## INSTRUCTION:
Reproduce every line of the items below word for word, leaving the pictures out of your answer.

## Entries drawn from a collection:
------------------------------------
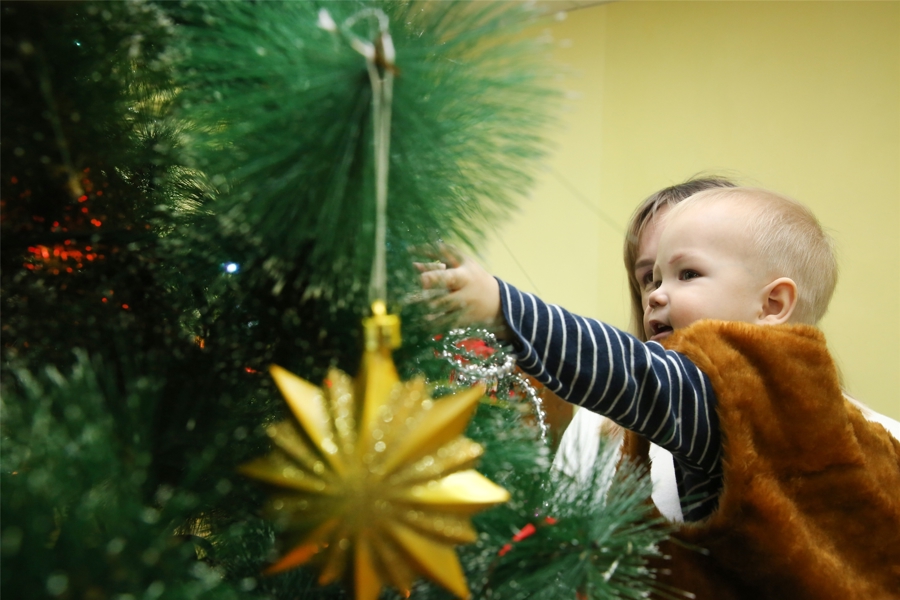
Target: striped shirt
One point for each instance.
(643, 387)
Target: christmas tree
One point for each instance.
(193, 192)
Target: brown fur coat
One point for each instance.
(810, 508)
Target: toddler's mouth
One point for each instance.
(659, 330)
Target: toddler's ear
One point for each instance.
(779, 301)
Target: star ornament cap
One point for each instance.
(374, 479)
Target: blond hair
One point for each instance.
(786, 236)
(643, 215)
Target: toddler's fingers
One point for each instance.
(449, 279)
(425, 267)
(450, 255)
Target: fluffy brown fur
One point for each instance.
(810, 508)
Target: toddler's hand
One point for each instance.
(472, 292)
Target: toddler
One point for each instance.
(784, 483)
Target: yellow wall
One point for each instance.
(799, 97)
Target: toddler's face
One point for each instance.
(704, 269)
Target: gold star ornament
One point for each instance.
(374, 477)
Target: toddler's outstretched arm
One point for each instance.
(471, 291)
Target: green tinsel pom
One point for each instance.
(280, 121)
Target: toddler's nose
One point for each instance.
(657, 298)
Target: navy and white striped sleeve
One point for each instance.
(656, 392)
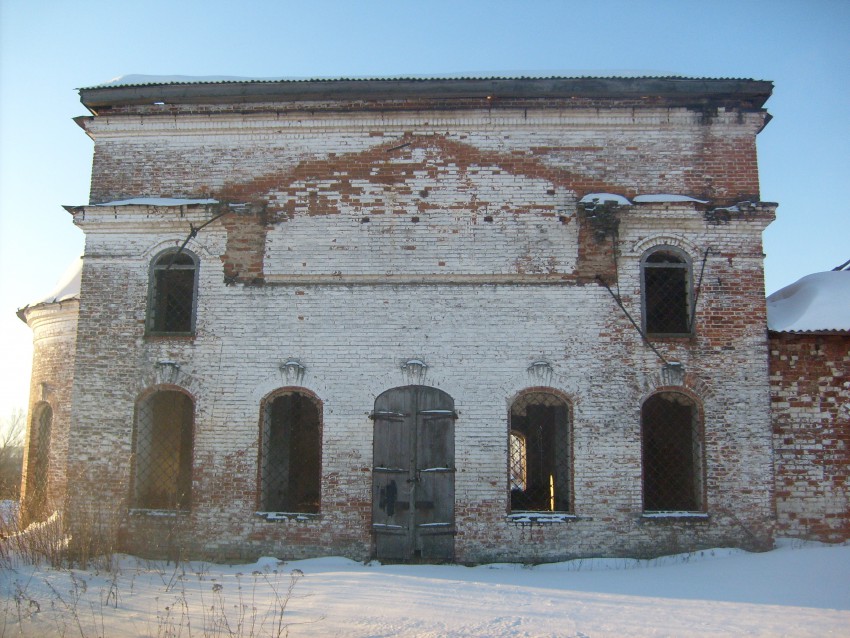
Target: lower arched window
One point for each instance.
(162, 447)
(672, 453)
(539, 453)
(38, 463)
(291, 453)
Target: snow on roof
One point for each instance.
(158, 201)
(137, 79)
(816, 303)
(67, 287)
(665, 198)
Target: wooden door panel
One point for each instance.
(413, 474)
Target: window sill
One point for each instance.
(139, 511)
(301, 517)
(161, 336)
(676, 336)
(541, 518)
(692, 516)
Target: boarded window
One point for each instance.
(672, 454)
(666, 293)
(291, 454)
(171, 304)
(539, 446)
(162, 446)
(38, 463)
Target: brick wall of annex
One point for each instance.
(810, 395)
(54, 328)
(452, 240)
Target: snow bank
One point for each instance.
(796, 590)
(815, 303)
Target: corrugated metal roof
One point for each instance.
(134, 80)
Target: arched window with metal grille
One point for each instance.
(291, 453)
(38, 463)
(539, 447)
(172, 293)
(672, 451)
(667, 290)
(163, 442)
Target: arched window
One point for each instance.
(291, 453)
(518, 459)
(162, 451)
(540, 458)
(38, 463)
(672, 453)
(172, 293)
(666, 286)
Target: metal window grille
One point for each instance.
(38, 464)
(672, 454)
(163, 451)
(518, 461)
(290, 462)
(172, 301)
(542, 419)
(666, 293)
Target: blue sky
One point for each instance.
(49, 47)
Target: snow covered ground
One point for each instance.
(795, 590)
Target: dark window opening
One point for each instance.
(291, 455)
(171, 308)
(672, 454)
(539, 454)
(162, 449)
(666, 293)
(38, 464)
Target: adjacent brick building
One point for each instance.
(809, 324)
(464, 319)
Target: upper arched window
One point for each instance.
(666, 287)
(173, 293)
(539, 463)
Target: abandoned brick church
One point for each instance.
------------------------------------
## TASK SOLUTION:
Target: striped shirt
One point for each instance.
(643, 387)
Target: christmas tree
One point for each instance.
(193, 192)
Target: brown fur coat
One point for each instance.
(810, 508)
Target: toddler's mouth
One point for each instance.
(659, 330)
Target: toddler's ear
One point for each instance.
(779, 301)
Target: star ornament cap
One point for each instance.
(374, 479)
Target: blond hair
One point for each instance.
(786, 236)
(643, 215)
Target: toddler's fingers
One point for each instance.
(449, 279)
(425, 267)
(450, 255)
Target: fluffy brown fur
One point for each instance.
(810, 508)
Target: toddler's hand
One point for each instance.
(472, 292)
Target: toddler
One point for each instance.
(784, 483)
Target: yellow wall
One point for each instance.
(799, 97)
Target: toddler's face
One point for each instance.
(704, 269)
Target: gold star ornament
One point for each instance.
(374, 477)
Target: toddler's outstretched arm
One point for each instance.
(471, 291)
Target: green tinsel pom
One point for each instance.
(280, 121)
Target: toddler's nose
One point for each instance.
(657, 298)
Target: navy and white striped sleeve
One point for each instance.
(656, 392)
Target: lower arched window
One point for each instance.
(162, 447)
(672, 453)
(539, 453)
(38, 463)
(291, 453)
Target: snow on roof
One point for each instance.
(158, 201)
(137, 79)
(816, 303)
(67, 287)
(665, 198)
Target: wooden door panel
One point for each instance.
(413, 474)
Target: window sill
One point for each instance.
(139, 511)
(301, 517)
(161, 336)
(676, 336)
(541, 518)
(692, 516)
Target: boarded window
One point for each instance.
(672, 454)
(666, 293)
(291, 454)
(171, 304)
(539, 446)
(162, 446)
(38, 463)
Target: brick wall of annex
One point for each instance.
(810, 395)
(54, 328)
(452, 240)
Target: snow bank
One point for each instance.
(796, 590)
(815, 303)
Target: corrugated metal roof
One point for each instance.
(134, 80)
Target: arched window with metal grille
One point for each instance.
(291, 453)
(38, 463)
(539, 447)
(172, 293)
(672, 451)
(667, 290)
(163, 442)
Target: arched window
One point for each instance.
(291, 453)
(518, 459)
(162, 451)
(540, 458)
(38, 463)
(672, 453)
(172, 293)
(666, 286)
Target: metal window grille
One point for each instance.
(38, 464)
(672, 454)
(163, 451)
(518, 461)
(290, 462)
(172, 301)
(542, 419)
(666, 293)
Target: blue sky
One point for each instance.
(49, 47)
Target: snow covered ground
One point for each instance.
(795, 590)
Target: dark window opening
One point for each instance.
(291, 455)
(171, 308)
(672, 454)
(539, 454)
(162, 449)
(666, 293)
(38, 464)
Target: adjacent brick building
One point for each instance.
(809, 324)
(464, 319)
Target: upper arched window
One point for each instance.
(666, 287)
(173, 293)
(539, 463)
Target: abandoned brick church
One point for each instance.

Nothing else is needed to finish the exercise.